(Natural language region descriptions)
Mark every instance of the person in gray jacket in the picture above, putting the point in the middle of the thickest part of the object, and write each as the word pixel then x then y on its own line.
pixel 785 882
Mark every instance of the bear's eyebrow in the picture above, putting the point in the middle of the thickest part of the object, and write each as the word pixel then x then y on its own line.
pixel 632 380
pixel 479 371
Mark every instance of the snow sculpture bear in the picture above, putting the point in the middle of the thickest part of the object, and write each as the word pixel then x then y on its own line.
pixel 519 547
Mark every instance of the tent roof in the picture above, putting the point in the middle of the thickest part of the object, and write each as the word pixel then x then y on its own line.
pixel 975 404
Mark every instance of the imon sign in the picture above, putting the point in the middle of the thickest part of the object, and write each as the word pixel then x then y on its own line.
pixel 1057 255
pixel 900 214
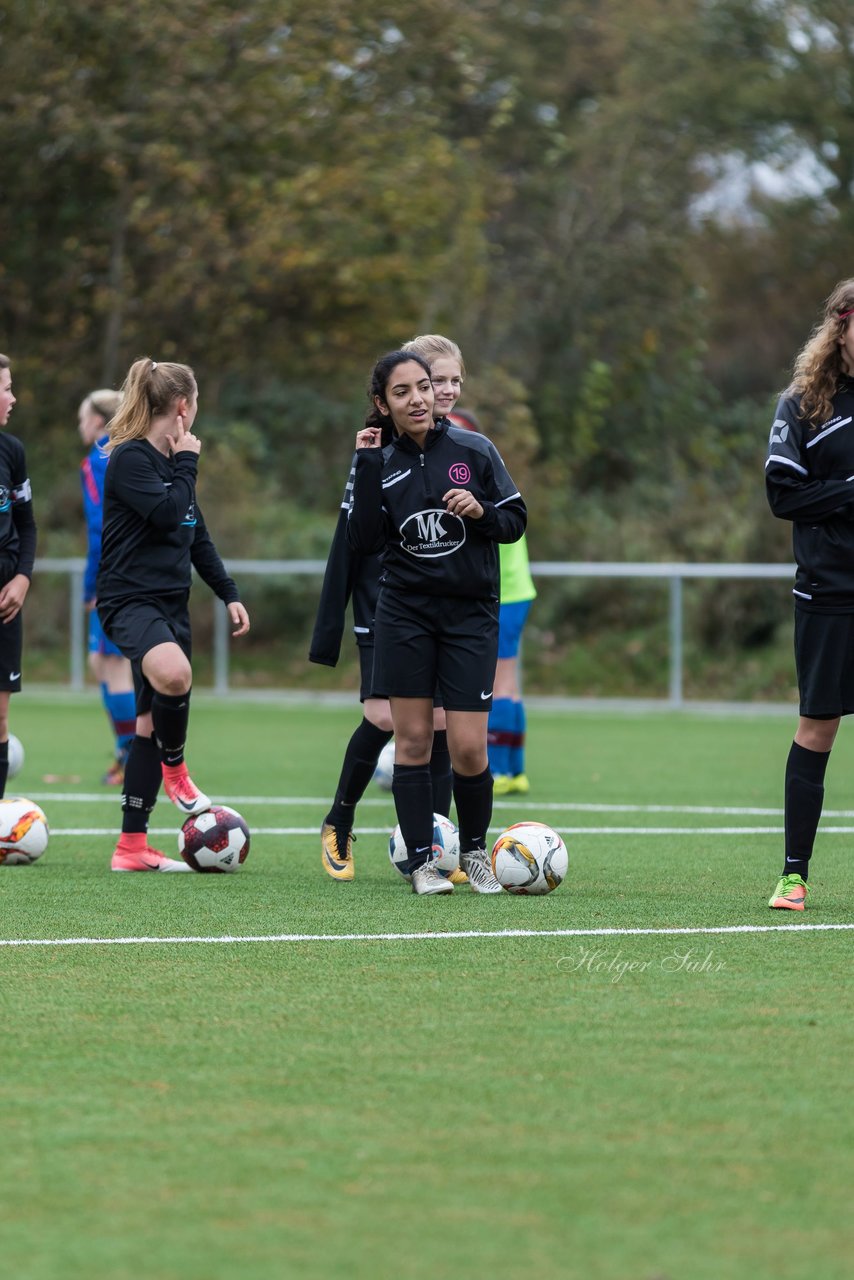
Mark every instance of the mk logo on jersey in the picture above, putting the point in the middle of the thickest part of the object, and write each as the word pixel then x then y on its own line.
==
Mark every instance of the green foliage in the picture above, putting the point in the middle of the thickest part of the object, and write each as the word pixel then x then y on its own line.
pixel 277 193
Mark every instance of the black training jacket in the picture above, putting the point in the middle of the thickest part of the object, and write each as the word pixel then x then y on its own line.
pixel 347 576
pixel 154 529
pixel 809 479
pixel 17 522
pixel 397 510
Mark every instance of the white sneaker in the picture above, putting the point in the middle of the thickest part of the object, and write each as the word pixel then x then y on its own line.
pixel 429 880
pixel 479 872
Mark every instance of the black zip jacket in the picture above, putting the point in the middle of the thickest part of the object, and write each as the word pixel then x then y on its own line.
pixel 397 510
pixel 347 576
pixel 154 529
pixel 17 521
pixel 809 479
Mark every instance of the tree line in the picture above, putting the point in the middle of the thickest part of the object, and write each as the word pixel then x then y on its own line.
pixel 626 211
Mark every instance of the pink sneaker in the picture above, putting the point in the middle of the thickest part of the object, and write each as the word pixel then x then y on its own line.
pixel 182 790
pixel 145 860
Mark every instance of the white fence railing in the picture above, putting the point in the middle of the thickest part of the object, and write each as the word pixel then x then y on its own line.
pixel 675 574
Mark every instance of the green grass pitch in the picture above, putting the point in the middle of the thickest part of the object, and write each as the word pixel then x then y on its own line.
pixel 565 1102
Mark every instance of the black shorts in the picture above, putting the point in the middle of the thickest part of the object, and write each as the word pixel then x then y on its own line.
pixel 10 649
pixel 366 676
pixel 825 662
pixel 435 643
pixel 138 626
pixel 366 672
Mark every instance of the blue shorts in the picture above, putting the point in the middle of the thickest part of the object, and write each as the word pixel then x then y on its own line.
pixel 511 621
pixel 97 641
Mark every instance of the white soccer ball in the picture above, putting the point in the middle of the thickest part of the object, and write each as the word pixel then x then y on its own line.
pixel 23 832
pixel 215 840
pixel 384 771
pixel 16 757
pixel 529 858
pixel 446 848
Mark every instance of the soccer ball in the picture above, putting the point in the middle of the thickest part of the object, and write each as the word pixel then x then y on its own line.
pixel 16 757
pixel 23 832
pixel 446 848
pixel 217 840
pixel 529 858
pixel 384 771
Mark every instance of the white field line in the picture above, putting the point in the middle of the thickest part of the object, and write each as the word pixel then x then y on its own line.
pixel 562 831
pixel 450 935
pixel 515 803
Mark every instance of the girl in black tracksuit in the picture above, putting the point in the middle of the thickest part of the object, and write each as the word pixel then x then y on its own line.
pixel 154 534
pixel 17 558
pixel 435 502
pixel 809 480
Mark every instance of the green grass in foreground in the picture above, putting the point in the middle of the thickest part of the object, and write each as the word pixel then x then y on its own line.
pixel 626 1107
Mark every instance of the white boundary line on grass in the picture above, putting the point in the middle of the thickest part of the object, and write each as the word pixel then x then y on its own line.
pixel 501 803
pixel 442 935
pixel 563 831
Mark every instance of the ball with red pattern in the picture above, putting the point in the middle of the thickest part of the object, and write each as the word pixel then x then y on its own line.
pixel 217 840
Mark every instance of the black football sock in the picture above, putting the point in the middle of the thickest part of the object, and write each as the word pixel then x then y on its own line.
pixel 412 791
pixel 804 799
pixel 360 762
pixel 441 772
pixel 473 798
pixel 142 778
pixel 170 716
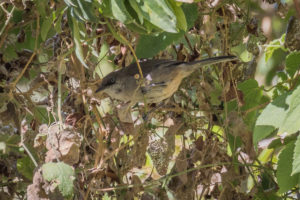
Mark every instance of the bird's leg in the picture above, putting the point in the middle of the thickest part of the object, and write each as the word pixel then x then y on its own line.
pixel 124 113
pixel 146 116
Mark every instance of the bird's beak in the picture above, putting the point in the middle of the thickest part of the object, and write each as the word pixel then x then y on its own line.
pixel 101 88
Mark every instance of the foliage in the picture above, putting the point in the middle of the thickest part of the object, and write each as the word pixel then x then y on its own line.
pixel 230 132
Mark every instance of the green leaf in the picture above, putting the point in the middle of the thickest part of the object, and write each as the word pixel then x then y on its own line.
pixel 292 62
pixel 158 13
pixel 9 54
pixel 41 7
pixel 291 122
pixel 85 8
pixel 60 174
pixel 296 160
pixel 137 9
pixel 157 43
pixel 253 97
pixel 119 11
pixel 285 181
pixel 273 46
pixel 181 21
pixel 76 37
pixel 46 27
* * *
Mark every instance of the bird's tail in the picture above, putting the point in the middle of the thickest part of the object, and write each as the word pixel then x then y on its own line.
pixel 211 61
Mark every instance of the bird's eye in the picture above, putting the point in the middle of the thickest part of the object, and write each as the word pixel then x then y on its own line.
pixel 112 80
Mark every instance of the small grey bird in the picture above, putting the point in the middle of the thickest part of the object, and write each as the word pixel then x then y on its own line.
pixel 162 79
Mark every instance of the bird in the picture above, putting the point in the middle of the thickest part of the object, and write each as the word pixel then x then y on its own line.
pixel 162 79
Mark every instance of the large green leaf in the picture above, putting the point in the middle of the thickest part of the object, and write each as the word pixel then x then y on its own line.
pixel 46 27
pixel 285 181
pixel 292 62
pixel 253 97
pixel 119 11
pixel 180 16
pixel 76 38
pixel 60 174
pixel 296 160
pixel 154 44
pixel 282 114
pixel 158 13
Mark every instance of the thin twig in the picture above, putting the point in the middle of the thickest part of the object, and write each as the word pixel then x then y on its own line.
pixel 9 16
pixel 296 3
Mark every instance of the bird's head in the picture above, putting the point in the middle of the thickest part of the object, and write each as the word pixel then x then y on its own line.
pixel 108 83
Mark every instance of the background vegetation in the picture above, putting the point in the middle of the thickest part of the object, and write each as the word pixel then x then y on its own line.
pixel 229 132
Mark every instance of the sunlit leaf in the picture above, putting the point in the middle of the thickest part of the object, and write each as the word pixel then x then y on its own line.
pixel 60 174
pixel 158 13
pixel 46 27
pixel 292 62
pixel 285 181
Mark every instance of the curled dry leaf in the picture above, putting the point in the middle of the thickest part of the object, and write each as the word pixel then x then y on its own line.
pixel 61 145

* [What the exercise asks]: What is needed is an exact copy of only the lines above from the one with "Mark every instance of the imon" to the one with "Mark every instance of the mk", both kept, with every picture left out.

* [Exercise output]:
Mark every instance of the imon sign in the picture above, putting the point in the middle of the thickest part of the object, and write each as the word pixel then x then y on its own line.
pixel 1057 255
pixel 900 214
Mark every instance of the mk logo on jersey in the picture above, putting the point in the middle of the thickest part of the object, and write each as the word pixel then x then y on its own line.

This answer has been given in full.